- _Supplied data_
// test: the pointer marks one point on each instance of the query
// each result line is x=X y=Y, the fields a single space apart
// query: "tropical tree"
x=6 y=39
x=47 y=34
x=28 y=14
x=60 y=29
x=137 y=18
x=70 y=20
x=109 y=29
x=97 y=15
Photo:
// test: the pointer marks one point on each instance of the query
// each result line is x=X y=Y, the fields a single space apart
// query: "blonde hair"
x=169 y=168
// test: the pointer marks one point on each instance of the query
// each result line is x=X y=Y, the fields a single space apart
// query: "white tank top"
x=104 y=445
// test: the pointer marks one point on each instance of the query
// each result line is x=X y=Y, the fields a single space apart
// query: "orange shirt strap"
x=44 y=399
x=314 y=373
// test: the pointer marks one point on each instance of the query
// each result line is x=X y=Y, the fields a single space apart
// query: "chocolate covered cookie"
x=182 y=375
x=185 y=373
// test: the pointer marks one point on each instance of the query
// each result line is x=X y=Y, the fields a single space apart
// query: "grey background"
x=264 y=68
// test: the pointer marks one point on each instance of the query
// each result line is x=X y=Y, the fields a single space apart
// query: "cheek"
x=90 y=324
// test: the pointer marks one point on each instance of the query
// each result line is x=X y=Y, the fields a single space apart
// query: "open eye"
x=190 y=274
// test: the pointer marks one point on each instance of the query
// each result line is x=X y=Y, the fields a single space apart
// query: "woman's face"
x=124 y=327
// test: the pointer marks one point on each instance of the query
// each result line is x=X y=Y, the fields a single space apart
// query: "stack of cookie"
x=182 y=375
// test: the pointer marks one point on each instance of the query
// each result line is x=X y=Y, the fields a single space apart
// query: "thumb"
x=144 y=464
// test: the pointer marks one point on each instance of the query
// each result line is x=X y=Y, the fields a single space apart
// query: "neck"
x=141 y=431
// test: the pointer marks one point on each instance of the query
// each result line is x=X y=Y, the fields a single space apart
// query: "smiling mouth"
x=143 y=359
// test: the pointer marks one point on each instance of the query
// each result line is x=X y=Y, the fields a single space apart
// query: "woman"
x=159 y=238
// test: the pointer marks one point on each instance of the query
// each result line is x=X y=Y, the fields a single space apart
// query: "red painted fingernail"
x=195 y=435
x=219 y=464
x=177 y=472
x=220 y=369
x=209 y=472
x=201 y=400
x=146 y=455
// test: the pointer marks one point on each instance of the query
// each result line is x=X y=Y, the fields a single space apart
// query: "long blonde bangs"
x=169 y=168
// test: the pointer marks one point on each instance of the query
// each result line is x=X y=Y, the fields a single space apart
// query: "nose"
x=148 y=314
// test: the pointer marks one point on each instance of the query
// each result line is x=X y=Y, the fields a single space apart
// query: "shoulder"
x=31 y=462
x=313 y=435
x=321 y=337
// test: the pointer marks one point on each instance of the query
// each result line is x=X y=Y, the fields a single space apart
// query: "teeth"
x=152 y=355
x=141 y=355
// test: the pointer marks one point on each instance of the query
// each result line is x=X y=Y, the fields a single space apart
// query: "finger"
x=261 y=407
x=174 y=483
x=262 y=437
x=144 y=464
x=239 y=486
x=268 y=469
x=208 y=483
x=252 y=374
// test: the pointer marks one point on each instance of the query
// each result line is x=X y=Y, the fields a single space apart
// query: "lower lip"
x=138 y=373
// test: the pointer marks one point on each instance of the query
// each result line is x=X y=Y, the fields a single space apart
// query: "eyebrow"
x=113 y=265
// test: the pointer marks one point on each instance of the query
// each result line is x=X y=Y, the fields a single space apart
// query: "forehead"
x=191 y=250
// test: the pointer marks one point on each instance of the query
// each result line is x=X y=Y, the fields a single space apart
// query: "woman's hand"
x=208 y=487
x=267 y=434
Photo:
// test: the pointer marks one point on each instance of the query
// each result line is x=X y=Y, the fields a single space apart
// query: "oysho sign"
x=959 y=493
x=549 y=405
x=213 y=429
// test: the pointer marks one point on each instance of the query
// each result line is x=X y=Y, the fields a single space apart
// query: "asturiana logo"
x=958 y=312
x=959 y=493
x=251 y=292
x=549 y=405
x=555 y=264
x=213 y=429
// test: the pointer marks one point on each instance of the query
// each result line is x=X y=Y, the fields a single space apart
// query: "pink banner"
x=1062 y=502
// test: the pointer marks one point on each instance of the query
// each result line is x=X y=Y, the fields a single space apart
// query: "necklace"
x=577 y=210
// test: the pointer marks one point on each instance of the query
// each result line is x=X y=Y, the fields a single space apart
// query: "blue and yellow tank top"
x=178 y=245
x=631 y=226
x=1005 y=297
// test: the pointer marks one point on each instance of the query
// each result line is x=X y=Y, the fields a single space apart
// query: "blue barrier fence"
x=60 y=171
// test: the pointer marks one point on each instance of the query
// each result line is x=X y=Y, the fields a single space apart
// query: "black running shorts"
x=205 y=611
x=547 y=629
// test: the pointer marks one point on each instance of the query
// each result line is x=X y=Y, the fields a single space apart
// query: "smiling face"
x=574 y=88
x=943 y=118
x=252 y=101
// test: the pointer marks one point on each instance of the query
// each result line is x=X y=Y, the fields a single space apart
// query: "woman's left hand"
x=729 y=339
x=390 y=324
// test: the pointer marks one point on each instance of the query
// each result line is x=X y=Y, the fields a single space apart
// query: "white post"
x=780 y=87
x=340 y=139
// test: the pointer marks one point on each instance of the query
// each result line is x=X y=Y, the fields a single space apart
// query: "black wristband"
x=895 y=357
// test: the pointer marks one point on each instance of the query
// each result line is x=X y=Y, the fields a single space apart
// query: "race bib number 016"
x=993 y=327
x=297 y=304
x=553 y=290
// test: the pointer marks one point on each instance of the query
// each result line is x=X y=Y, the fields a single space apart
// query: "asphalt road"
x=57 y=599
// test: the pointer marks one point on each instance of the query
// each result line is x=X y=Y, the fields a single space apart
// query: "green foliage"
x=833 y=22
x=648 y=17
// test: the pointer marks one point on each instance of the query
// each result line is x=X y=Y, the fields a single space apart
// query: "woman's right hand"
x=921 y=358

- _What is asked_
Render every line of the records above as a numbered list, omitting blank lines.

- _Response to this task_
1. // test: the pointer marks one point on each instance of the query
2. // each result line is x=X y=Y, the fields a single space apart
3. // query: "tropical tree"
4. x=6 y=39
5. x=47 y=34
6. x=28 y=14
7. x=60 y=29
8. x=137 y=18
9. x=70 y=20
10. x=109 y=29
11. x=97 y=15
12. Photo:
13. // test: the pointer marks one point on each instance of the query
14. // each result line is x=X y=Y, the fields a single space apart
15. // query: "blonde hair"
16. x=169 y=168
17. // test: the pointer marks one point on each instance of the query
18. // each result line is x=X y=Y, the fields a single space apart
19. // query: "white tank top"
20. x=104 y=445
21. // test: the pointer marks one point on each instance of the query
22. // each result line is x=X y=Y, the fields a single space apart
23. // query: "orange shirt strap"
24. x=44 y=399
25. x=314 y=373
26. // test: the pointer marks one point on each instance of the query
27. // each result line is x=X y=Y, the fields a single space apart
28. // query: "chocolate covered cookie"
29. x=182 y=375
30. x=185 y=373
31. // test: the pointer marks one point on each instance of the query
32. // each result line is x=X y=Y, the fields a single space apart
33. // query: "grey background"
34. x=264 y=68
35. // test: the pointer marks one point on each instance of the query
36. // each result line is x=X y=Y, the fields a single space apart
37. // query: "cheek"
38. x=90 y=324
39. // test: the pointer marks one point on each instance of the query
40. // each result line is x=X y=Y, the fields a single space apart
41. // query: "open eye"
42. x=190 y=274
43. // test: the pointer marks one point on each instance of the query
44. // each result line is x=X y=Y, the fields a single space apart
45. // query: "woman's face"
46. x=124 y=327
47. // test: the pointer marks one point on each instance of the query
48. // each result line is x=X y=Y, the fields a single space apart
49. // query: "stack of cookie"
50. x=182 y=375
51. // test: the pointer marks one point on each instance of the query
52. // each result line is x=X y=Y, the fields a single space apart
53. // query: "thumb"
54. x=144 y=464
55. // test: the pointer marks one point on each instance of the query
56. // each result line is x=X y=Y, the fields a single space apart
57. // query: "neck"
58. x=141 y=431
59. // test: the pointer marks one point on each instance of the query
60. // each result line is x=X y=Y, the fields a single space apart
61. // query: "smiling mouth"
62. x=143 y=359
63. // test: the pointer marks one point on each instance of the query
64. // each result line is x=X y=Y, the fields a single space apart
65. // query: "woman"
66. x=159 y=238
67. // test: the pointer marks one point on each instance of the query
68. // each result line is x=X y=Y, the fields a single space apart
69. // query: "red painted fingernail"
70. x=195 y=435
71. x=219 y=464
72. x=177 y=472
73. x=220 y=369
74. x=209 y=472
75. x=201 y=400
76. x=146 y=455
77. // test: the pointer marks one point on each instance of the query
78. // each result line is x=X y=Y, the fields a single space apart
79. // query: "long blonde bangs"
80. x=169 y=168
81. // test: the pointer marks one point on each instance of the query
82. // each result line is x=X y=Y, the fields a single space apart
83. // query: "nose"
84. x=148 y=314
85. // test: the pointer marks one point on each instance of the query
86. // each result line is x=X y=Y, the fields a single space apart
87. // query: "shoulder"
88. x=31 y=462
89. x=313 y=435
90. x=321 y=337
91. // test: the pointer marks one point on each instance of the query
92. // each result line is x=X y=Y, the fields a single space apart
93. // query: "teeth"
94. x=152 y=355
95. x=141 y=355
96. // test: the pointer marks one point on each instance of the query
97. // each result line is x=X y=Y, the fields a single space apart
98. // query: "finger"
99. x=261 y=407
100. x=174 y=483
101. x=262 y=437
102. x=144 y=464
103. x=239 y=486
104. x=268 y=469
105. x=208 y=483
106. x=252 y=374
107. // test: the pointer marks one point on each instance of the query
108. // each result line is x=X y=Y, the fields a single space apart
109. // query: "lower lip"
110. x=138 y=373
111. // test: the pointer marks one point on each instance of the query
112. // each result line is x=X y=Y, the fields a single space apart
113. // query: "eyebrow"
114. x=113 y=265
115. // test: the pointer marks one point on each instance of the query
116. // each result line is x=X y=Y, the fields a single space apart
117. // query: "forehead"
118. x=191 y=250
119. // test: the pointer marks one point on each instance of the query
120. // each result line is x=X y=Y, the fields a single space apart
121. // query: "woman's hand"
122. x=208 y=487
123. x=267 y=434
124. Photo:
125. // test: the pointer marks one point on each instance of the query
126. // each result line is x=X y=Y, the fields a single space apart
127. // query: "oysho sign"
128. x=959 y=493
129. x=549 y=405
130. x=213 y=429
131. // test: the pointer marks one point on each instance of the query
132. // each result line is x=X y=Y, the fields a single space apart
133. // query: "asturiana logo"
134. x=958 y=312
135. x=959 y=493
136. x=251 y=292
137. x=549 y=405
138. x=555 y=264
139. x=213 y=429
140. // test: the pointer marks one point on each instance of the query
141. // each result line is x=X y=Y, the fields a single space apart
142. // query: "pink banner"
143. x=1062 y=502
144. // test: the pointer marks one point on each instance of the query
145. // each result line is x=X y=Y, the fields a single space apart
146. // query: "necklace"
147. x=577 y=210
148. // test: the pointer marks one point on each instance of the query
149. // each result line is x=X y=Y, the fields a single space apart
150. // query: "blue and yellow tank top"
151. x=178 y=245
152. x=631 y=226
153. x=1005 y=297
154. // test: the pointer marks one point on each instance of the query
155. // each result line is x=X y=Y, the fields a single space apart
156. // query: "blue barrier fence"
157. x=60 y=171
158. // test: the pointer marks one point on each instance of the query
159. // each result line is x=X y=Y, the fields a single space apart
160. // query: "black running shorts"
161. x=205 y=611
162. x=547 y=629
163. // test: the pointer marks one point on each instance of the query
164. // each result line is x=X y=Y, the fields a single space apart
165. // query: "smiling face"
166. x=574 y=88
167. x=943 y=118
168. x=252 y=101
169. // test: the pointer marks one point on each instance of the query
170. // each result line is x=X y=Y, the fields a single space apart
171. // query: "woman's left hand"
172. x=729 y=339
173. x=390 y=324
174. // test: the pointer marks one point on each instance of the query
175. // each result line is x=X y=Y, the fields a single space apart
176. // query: "white post"
177. x=780 y=87
178. x=340 y=139
179. // test: the pointer marks one point on each instance of the query
180. // each result line is x=X y=Y, the fields a single space apart
181. // query: "black wristband"
182. x=895 y=357
183. // test: the pointer marks one point on each instance of the query
184. // each result line is x=X y=Y, the fields a single space apart
185. // query: "race bib number 016"
186. x=993 y=327
187. x=297 y=304
188. x=553 y=290
189. // test: the pointer marks one point on each instance of the query
190. // each result line is x=X y=Y, the fields a single space apart
191. // query: "asphalt road"
192. x=57 y=599
193. // test: the pointer marks one point on each instance of the query
194. // each result line is x=X y=Y, the fields a single space apart
195. // query: "green foliage"
196. x=833 y=22
197. x=648 y=17
198. // test: the pointer marks one point on each instance of the query
199. // each result line is x=X y=Y, the fields a single space apart
200. // query: "woman's right hand"
201. x=921 y=358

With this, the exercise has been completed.